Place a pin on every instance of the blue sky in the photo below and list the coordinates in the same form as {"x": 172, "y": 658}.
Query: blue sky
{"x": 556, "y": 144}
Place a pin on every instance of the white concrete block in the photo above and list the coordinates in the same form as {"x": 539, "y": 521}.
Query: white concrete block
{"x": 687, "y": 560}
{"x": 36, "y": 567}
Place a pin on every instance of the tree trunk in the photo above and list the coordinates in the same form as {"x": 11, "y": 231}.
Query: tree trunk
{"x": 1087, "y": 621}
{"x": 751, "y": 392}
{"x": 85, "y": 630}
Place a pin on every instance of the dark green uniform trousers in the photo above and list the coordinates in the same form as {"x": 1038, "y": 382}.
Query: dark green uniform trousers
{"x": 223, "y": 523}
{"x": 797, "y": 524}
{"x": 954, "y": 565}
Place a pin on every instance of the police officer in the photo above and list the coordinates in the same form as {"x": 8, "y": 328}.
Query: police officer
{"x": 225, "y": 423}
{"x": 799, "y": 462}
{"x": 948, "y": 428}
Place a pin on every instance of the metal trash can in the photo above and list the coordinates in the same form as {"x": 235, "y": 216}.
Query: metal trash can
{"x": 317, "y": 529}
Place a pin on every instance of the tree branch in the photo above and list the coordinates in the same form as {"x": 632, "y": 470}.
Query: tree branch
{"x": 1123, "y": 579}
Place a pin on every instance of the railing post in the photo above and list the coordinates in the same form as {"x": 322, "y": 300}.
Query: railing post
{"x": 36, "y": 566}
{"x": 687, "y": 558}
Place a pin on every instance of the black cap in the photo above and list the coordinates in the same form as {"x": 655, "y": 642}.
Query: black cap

WHAT YOU SHOULD DO >> Copy out all the entries above with "Place a pin" switched to "Drop a marker" everywhere it appears. Leave everything else unchanged.

CORRECT RESPONSE >>
Drop a marker on every instance of the blue sky in the photo below and list the coordinates in the same form as {"x": 172, "y": 658}.
Query: blue sky
{"x": 556, "y": 144}
Drop a marker on every instance of the white concrete block in the photo above and list the coordinates in the same form as {"x": 539, "y": 521}.
Query: white concrete block
{"x": 687, "y": 560}
{"x": 36, "y": 567}
Drop a marker on every instance of the tree trunk in the photo above and list the coordinates in the same form as {"x": 11, "y": 231}.
Query: tree trunk
{"x": 1087, "y": 621}
{"x": 751, "y": 392}
{"x": 85, "y": 630}
Drop a marker on every instance of the dark green uniform trousers in the photo above and list the coordinates in the same form as {"x": 1038, "y": 382}.
Query: dark green uniform trousers
{"x": 223, "y": 523}
{"x": 797, "y": 524}
{"x": 954, "y": 565}
Drop a marker on every instance of the police officer in the photo above and list the coordinates in the same form as {"x": 8, "y": 328}.
Query: police officer
{"x": 225, "y": 423}
{"x": 799, "y": 462}
{"x": 948, "y": 428}
Drop a marker on every instance of the metal trash can in the photo above and list the coordinates in the same form as {"x": 235, "y": 216}.
Query: metal trash can
{"x": 317, "y": 529}
Drop a marker on every instance of the tree branch in the photo above and list the coordinates in the same form as {"x": 632, "y": 470}.
Query: tree branch
{"x": 1123, "y": 579}
Drop a marker on every instance of the railing post in the photo above and list the coordinates in the same form as {"x": 322, "y": 300}.
Query: railing post
{"x": 36, "y": 566}
{"x": 687, "y": 558}
Drop a marker on every instance of the black cap in the photo above and list the coordinates in the same form as {"x": 655, "y": 642}.
Query: black cap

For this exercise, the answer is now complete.